■ EXERCISE AIM: Reproduce the entries between the line holding "Pick-planner input: for every instance of the camel" and the line holding "point(245, 214)", inclusive, copying each line verbatim.

◇ ◇ ◇ ◇ ◇

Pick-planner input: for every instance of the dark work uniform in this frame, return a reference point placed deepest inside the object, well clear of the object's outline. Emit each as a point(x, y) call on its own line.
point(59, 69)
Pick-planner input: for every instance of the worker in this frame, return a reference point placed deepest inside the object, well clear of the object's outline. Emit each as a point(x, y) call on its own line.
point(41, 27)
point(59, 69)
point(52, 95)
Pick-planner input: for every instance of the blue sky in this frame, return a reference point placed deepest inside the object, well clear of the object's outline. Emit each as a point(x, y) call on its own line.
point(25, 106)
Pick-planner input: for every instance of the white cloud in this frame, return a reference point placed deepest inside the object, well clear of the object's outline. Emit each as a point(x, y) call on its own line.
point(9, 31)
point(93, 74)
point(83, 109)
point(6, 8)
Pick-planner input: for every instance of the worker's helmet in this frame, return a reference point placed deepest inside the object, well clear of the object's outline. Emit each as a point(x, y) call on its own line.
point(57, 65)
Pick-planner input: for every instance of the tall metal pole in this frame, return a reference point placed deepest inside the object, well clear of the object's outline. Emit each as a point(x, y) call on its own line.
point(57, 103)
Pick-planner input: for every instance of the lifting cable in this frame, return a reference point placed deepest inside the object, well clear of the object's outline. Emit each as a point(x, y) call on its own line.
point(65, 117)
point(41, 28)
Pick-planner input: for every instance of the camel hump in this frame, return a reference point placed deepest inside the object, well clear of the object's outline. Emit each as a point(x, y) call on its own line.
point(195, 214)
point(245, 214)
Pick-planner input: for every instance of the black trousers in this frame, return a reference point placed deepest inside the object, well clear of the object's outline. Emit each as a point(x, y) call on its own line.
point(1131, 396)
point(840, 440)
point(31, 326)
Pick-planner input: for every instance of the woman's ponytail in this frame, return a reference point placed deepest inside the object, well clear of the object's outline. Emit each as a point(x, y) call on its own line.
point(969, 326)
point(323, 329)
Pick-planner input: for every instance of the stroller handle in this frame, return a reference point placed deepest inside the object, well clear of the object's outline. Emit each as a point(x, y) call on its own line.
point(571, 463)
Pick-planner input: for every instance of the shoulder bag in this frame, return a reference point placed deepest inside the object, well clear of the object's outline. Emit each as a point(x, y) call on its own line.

◇ ◇ ◇ ◇ ◇

■ TASK OUTPUT:
Pick-planner input: for every instance of the camel hump in this frame, return a reference point placed deepest inside the object, well clear of the object's outline. Emit each as a point(x, y) call on its own line.
point(195, 214)
point(245, 214)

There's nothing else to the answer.